Rewrite the entries below from the line with "Could you please drop a point on the puppy's left" up to and including the line with "<point>426,347</point>", and give only those lines. Leave all other text unchanged, but multiply each x and y coordinate in the answer points by 2.55 and round it to a whole number, with halves rounded up.

----- LISTING

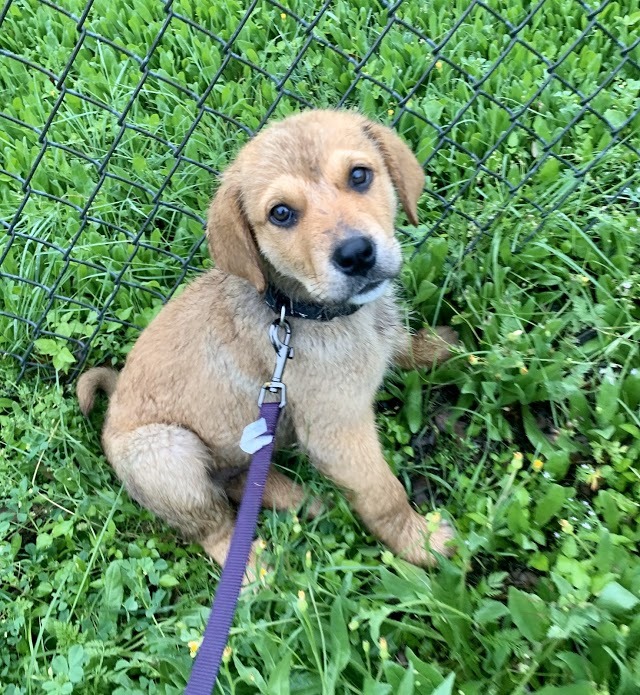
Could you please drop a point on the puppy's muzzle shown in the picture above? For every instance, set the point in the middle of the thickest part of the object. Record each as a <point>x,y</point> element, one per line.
<point>355,256</point>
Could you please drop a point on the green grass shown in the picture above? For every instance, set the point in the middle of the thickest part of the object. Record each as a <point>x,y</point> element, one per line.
<point>97,596</point>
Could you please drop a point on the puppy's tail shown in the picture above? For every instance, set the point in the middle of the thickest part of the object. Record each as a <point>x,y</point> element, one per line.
<point>98,378</point>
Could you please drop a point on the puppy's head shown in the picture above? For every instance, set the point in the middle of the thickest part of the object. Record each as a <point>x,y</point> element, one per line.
<point>309,205</point>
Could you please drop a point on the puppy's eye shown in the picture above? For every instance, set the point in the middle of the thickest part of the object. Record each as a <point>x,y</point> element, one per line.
<point>360,179</point>
<point>283,216</point>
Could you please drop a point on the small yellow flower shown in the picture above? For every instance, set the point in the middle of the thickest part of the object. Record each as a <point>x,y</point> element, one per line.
<point>594,479</point>
<point>516,461</point>
<point>302,601</point>
<point>566,527</point>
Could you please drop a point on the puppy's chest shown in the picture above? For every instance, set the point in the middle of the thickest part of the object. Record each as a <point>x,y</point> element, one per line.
<point>358,357</point>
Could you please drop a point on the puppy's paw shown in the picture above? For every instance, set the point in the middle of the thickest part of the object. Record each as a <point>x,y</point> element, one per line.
<point>422,534</point>
<point>433,345</point>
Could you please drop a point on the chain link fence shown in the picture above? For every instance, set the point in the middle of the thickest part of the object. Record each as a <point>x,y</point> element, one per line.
<point>115,121</point>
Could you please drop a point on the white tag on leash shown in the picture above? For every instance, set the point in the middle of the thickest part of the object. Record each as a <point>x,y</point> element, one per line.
<point>254,437</point>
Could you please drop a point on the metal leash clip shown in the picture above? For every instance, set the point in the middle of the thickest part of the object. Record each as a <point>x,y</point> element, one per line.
<point>284,352</point>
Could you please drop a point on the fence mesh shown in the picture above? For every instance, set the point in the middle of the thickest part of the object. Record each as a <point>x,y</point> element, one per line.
<point>115,122</point>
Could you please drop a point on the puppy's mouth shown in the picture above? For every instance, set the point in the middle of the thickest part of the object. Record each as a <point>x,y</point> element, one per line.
<point>370,292</point>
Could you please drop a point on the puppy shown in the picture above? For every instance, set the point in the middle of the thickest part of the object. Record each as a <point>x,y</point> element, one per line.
<point>304,217</point>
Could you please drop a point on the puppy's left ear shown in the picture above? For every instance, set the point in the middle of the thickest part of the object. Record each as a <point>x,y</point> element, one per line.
<point>231,243</point>
<point>405,170</point>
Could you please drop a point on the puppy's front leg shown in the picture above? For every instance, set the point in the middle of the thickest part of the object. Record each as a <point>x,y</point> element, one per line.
<point>350,455</point>
<point>426,347</point>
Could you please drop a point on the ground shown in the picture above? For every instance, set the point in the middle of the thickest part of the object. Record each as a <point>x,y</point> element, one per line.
<point>528,439</point>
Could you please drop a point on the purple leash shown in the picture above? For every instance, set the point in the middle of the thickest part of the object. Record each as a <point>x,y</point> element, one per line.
<point>261,440</point>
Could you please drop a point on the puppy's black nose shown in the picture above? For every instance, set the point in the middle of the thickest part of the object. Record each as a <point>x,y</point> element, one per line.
<point>355,256</point>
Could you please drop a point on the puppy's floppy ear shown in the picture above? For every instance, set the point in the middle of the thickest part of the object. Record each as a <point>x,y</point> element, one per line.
<point>405,170</point>
<point>231,243</point>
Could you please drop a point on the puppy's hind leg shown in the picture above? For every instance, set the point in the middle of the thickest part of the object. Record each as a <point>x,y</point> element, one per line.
<point>164,468</point>
<point>280,492</point>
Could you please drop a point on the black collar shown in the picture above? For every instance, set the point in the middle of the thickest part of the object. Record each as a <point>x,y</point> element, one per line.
<point>276,299</point>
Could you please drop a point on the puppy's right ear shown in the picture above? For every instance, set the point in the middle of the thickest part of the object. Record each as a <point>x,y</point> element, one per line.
<point>231,243</point>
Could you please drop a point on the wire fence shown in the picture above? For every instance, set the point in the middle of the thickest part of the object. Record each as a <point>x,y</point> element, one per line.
<point>114,124</point>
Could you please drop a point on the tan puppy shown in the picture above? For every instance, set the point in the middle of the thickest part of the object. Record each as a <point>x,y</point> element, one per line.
<point>307,209</point>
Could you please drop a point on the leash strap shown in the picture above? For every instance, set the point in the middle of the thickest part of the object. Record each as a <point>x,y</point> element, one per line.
<point>207,664</point>
<point>209,656</point>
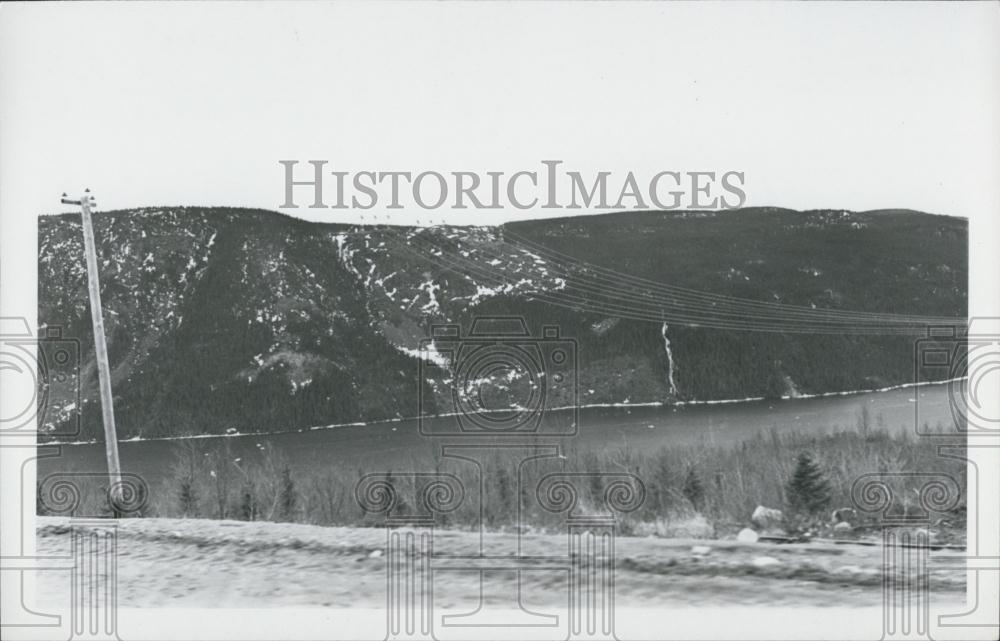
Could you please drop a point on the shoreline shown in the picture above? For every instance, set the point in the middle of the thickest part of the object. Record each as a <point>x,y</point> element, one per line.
<point>693,403</point>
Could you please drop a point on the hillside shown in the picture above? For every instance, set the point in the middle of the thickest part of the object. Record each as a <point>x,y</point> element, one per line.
<point>222,319</point>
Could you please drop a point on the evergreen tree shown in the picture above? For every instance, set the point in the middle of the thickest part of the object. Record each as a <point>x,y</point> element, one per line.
<point>808,491</point>
<point>188,497</point>
<point>692,489</point>
<point>289,498</point>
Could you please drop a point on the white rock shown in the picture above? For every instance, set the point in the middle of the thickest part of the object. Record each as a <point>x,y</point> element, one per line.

----------

● FINAL RESULT
Could you please drop a point on the puppy's left ear shown in the picture above? For every instance, set the point in the middle of the thickest part of the object. Record each as a <point>x,y</point> element, one per line.
<point>589,620</point>
<point>1033,434</point>
Could you please drop a point on the puppy's front leg shown in the picture above? For every instance, set the point in the middle of the thickest part of the object. Record each as a <point>x,y</point> element, one per line.
<point>893,1160</point>
<point>1086,885</point>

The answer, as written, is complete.